WHAT TO PRODUCE.
Go through the records below line by line. Count the lines with "come" and give the count alone.

EXCERPTED DATA.
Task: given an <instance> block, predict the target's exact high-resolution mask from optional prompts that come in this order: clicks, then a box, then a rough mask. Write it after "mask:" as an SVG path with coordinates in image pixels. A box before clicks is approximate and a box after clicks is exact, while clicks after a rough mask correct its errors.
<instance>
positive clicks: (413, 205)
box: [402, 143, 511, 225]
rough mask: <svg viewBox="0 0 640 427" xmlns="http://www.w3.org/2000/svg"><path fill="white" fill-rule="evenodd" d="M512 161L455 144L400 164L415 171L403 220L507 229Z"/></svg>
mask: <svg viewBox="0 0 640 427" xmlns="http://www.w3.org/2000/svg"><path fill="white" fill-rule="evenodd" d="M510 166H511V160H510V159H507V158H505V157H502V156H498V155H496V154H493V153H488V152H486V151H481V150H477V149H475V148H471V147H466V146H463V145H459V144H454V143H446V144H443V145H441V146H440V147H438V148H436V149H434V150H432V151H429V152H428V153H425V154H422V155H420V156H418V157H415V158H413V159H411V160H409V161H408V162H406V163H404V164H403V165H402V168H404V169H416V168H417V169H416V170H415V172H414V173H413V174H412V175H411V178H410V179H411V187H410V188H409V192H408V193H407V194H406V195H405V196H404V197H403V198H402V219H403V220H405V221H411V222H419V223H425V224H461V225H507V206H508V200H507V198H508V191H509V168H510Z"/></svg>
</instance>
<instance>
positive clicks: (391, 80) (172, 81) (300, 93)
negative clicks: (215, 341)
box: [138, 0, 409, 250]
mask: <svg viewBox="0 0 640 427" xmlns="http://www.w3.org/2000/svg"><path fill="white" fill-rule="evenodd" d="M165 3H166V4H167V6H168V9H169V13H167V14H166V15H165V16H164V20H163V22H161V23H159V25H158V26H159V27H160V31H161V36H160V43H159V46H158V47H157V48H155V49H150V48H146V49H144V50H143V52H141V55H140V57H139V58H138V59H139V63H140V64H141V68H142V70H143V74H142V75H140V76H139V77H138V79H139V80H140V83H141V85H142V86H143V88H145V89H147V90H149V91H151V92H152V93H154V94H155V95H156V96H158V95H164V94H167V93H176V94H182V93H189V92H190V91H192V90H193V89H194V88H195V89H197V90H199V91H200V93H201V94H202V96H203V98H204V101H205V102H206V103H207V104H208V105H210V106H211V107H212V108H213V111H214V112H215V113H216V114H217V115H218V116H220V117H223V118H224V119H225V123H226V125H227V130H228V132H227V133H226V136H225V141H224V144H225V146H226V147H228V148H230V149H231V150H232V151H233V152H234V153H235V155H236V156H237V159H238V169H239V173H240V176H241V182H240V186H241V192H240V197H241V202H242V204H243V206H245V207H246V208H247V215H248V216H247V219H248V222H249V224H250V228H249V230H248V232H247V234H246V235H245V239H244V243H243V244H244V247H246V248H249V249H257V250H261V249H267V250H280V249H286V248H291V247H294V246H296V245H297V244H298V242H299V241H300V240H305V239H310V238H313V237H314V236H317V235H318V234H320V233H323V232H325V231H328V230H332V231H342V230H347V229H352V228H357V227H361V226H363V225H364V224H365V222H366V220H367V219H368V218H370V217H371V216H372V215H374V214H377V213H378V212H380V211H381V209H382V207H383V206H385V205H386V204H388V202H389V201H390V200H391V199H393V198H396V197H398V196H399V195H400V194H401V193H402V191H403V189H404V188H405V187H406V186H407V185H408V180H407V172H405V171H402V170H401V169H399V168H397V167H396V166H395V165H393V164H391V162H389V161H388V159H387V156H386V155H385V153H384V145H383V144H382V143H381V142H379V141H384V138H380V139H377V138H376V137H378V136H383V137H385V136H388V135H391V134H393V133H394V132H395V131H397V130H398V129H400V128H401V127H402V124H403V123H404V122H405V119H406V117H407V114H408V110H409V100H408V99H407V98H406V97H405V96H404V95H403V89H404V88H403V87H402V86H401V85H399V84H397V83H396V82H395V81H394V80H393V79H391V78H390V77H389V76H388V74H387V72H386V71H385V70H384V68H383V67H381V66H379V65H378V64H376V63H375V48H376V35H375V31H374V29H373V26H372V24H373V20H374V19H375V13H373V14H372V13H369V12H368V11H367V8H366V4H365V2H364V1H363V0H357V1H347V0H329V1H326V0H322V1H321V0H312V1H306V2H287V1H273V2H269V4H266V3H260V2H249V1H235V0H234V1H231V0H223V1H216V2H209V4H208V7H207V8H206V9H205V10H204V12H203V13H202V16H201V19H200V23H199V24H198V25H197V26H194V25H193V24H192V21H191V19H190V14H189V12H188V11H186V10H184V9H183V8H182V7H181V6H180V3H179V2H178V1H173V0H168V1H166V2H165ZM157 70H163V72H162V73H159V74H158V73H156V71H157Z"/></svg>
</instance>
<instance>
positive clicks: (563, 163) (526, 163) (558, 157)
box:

---

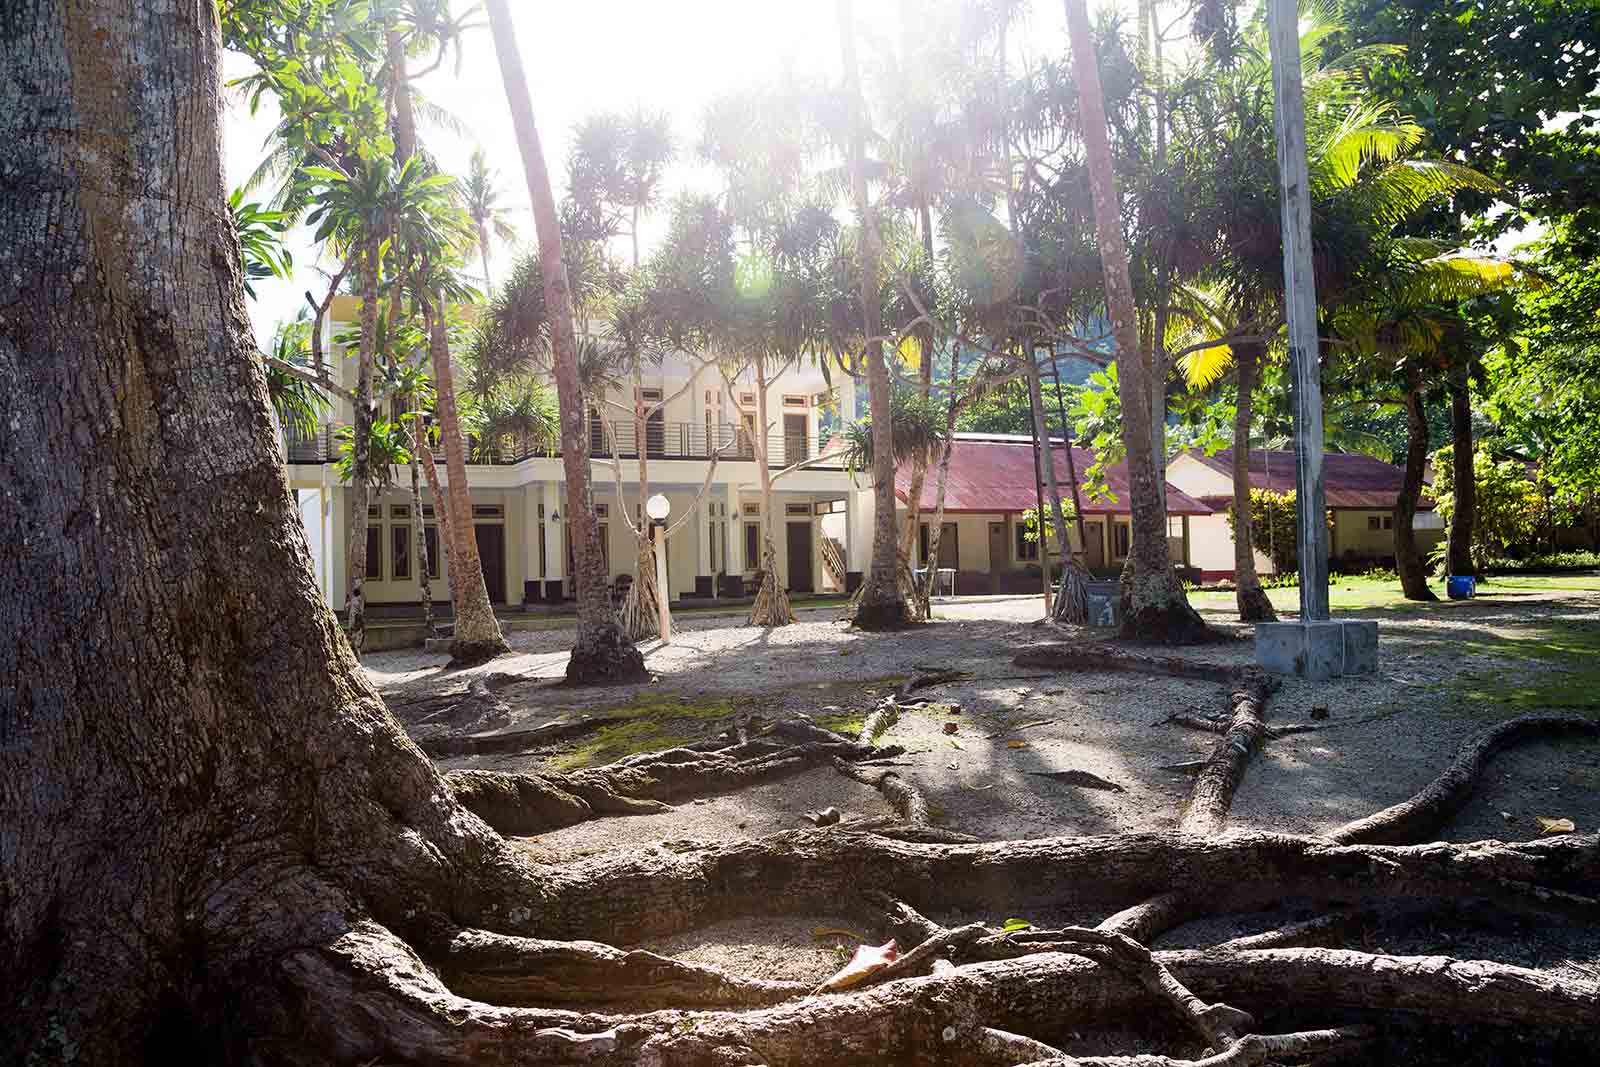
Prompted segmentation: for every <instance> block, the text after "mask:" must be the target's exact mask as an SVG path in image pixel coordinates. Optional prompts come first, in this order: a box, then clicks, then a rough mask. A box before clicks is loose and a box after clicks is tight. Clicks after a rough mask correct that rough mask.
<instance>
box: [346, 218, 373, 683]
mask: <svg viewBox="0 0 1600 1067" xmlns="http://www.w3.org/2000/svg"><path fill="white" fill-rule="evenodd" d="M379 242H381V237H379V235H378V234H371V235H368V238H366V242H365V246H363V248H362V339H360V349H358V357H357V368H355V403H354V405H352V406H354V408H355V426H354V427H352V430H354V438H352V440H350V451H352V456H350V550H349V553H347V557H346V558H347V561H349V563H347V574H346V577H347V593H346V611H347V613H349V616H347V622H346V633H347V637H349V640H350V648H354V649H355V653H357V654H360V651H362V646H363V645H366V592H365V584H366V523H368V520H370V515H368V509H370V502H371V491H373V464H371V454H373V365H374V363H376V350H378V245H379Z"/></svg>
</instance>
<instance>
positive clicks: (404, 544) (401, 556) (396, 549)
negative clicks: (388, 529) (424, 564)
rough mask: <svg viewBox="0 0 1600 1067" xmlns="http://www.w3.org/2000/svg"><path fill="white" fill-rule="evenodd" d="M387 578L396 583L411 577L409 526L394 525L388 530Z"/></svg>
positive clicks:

SOLUTION.
2